--- start Material provided ---

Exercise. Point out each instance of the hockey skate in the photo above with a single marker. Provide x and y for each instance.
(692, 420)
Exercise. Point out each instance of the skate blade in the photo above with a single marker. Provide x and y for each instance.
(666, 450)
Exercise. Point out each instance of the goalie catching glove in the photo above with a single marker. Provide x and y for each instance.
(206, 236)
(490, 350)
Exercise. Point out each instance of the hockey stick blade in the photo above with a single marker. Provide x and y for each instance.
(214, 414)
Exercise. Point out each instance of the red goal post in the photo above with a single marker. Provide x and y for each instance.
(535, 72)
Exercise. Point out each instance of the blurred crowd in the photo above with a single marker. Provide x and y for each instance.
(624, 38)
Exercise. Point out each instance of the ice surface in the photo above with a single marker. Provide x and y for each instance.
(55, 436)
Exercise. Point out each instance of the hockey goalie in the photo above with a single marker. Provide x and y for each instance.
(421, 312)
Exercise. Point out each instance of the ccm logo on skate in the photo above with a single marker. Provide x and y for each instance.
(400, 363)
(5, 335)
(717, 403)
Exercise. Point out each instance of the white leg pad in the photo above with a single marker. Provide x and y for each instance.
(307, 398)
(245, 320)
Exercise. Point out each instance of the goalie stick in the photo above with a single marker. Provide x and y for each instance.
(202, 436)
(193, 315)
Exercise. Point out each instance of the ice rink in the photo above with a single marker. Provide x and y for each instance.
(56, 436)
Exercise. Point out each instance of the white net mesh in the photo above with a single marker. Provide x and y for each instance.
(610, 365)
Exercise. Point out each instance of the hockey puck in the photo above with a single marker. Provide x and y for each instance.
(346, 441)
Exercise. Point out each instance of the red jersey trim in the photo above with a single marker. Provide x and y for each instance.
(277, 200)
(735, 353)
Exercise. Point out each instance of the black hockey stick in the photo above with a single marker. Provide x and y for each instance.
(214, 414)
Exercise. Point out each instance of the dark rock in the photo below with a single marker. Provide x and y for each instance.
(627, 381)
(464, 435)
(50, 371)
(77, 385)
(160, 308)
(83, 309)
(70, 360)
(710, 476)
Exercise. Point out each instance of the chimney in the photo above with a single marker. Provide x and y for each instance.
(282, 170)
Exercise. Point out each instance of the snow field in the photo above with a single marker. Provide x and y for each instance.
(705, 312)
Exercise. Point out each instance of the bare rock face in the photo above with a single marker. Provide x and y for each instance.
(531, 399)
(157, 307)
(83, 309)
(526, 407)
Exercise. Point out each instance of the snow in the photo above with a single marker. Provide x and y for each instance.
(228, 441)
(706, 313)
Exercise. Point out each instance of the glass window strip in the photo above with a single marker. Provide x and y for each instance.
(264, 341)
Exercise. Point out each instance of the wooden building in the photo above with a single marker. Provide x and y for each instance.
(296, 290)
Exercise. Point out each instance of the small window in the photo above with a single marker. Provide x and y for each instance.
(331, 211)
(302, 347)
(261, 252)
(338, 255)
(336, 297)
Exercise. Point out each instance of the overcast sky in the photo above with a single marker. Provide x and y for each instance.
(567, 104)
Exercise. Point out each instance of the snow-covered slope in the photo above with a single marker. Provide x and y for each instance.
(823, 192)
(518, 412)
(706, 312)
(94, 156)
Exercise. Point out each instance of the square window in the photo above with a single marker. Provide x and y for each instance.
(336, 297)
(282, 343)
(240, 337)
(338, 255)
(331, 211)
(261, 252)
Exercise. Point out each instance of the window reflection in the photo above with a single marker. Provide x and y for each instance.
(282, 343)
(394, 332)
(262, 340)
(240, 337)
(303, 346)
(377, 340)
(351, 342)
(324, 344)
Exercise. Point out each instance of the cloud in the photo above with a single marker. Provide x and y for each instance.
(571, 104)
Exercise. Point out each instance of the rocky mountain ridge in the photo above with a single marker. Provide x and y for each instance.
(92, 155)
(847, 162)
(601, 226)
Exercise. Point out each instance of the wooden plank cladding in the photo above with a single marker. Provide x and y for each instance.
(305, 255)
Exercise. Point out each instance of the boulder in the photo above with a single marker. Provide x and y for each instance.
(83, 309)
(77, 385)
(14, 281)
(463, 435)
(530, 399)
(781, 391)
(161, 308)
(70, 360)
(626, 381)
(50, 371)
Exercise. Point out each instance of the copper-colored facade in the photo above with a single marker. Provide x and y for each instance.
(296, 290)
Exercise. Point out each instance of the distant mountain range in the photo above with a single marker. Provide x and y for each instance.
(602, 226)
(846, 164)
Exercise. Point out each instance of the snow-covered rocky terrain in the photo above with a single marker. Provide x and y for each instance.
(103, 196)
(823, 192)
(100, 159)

--- end Material provided ---

> Task instructions
Reproduce all of the lines above verbatim, with no changes.

> Worked answer
Exercise. Point out each instance of the hockey skate in the photo above with a single marker. Provide x and y for each instance.
(692, 420)
Exercise. Point out each instance of the skate blade in the photo above with a single marker. Provide x and y for each instance.
(666, 450)
Exercise. Point out each instance of the goalie catching glove in the photo above with a single marker. Provide x and y for each instance.
(206, 236)
(490, 350)
Exercise. Point out each instance of the hockey stick blade in the photo above with a single marker. Provide x and y for each instance.
(214, 414)
Exercise. Point out each instance of the red goal post in the photo above with a single marker. Provide x and y for each instance.
(535, 72)
Exercise. Point out each instance of the blurred crowd in the photo above with a single marker. Provide x and y for each instance.
(624, 38)
Exercise. Point out each instance of the ice surface in the photo above with a single marker. Provide x and y for each instance.
(55, 436)
Exercise. Point out each instance of the hockey goalie in the photo above with a single marker. Provide x and y for each instance.
(421, 312)
Exercise. Point out each instance of the ccm logo on skate in the photo above with a single marker. Provide x and y for each instance.
(400, 363)
(5, 335)
(717, 403)
Exercise. Point out each instance of the white leg pad in the photo above with a single marker. Provide x and y for each instance.
(307, 398)
(245, 320)
Exercise. Point out each instance of the goalie stick in the photo above with a single marker. Provide x and y for each instance.
(202, 436)
(193, 315)
Exercise. Point out each instance of the ice rink in the photo above with a single marker. Provide x and y for each instance.
(56, 436)
Exercise. Point out each instance of the white net mesh in the photo above with a single marker. Provide x and y for each instance.
(610, 365)
Exercise. Point out each instance of the hockey puck in the photo above with a single marker. Provide x and y for each instance.
(346, 441)
Exercise. Point out each instance of the red jersey trim in the photo above with a single marker. Provide x and y for each instance.
(277, 200)
(735, 353)
Exercise. Point out each instance of the black hockey stick in the photo above with a single marker. Provide x and y for each instance.
(214, 414)
Exercise. Point out each instance of the dark rock in the photo below with a single marker. Provide x and y for each instance.
(627, 381)
(464, 435)
(50, 371)
(77, 385)
(160, 308)
(83, 309)
(70, 360)
(710, 476)
Exercise. Point out each instance of the chimney in the photo above with a single marker. Provide x and y for each instance.
(282, 170)
Exercise. Point out each instance of the snow field in the photo above with a single marker. Provide x and y for each instance.
(705, 312)
Exercise. Point out each instance of the bare rock face in the photo above with a single marker. Provide x and y for each instance.
(531, 399)
(157, 307)
(83, 309)
(526, 407)
Exercise. Point out each instance of the snow in the photo above with a single marker. Provide x and y for each instance.
(228, 441)
(706, 313)
Exercise. Point out each instance of the glass window strip in the photo above with a single marker. Provide x and y for each instance.
(264, 341)
Exercise. Point out each instance of the wooden building in the photo above with a single marker. Provide x and y for each instance.
(296, 290)
Exercise. Point out each instance of the small window in the photo above with a single marker. Provide x and y for each instance.
(331, 211)
(302, 347)
(261, 252)
(338, 255)
(336, 297)
Exercise. Point out each instance of the overcast sky in the photo above with a single marker. Provide x and y for each instance.
(567, 104)
Exercise. Point out each instance of the snow-covered slope in the photo above with a single marker. Provide x and y for each instance.
(823, 192)
(518, 412)
(706, 312)
(94, 156)
Exercise. Point out each instance of the square window in the photo above with a single marker. Provide x and y for each instance.
(336, 297)
(282, 343)
(240, 337)
(338, 255)
(331, 211)
(261, 252)
Exercise. Point out each instance of the window reflection in the photo above with a single marker. Provide x and y for each instance.
(282, 343)
(394, 332)
(262, 340)
(240, 337)
(303, 346)
(377, 340)
(351, 342)
(324, 344)
Exercise. Point out each instance of the cloud in the photo above with a single marker. Provide x and y for each instance.
(571, 104)
Exercise. Point out each instance of the rocky mountain ridge in the photo above with a single marker. Provide x and y for each instance.
(92, 155)
(847, 162)
(601, 226)
Exercise. Point out each instance of the wooden plank cladding in the photo above with a single marker. Provide x and y for each instance.
(305, 255)
Exercise. Point out each instance of the boulder in the photo above with a single marker. Provide x and y for each instance.
(83, 309)
(77, 385)
(14, 281)
(463, 435)
(530, 399)
(781, 391)
(161, 308)
(70, 360)
(626, 381)
(50, 371)
Exercise. Point out each instance of the copper-colored facade in the photo above with a single marker. Provide x and y for each instance.
(296, 290)
Exercise. Point out each instance of the distant mountain range in the photo above with a single marker. Provide x and y for each instance.
(602, 226)
(846, 164)
Exercise. Point out each instance of the snow-covered rocky terrain in the photo above with a single marker. Provide x and y for each instance.
(103, 196)
(823, 192)
(100, 159)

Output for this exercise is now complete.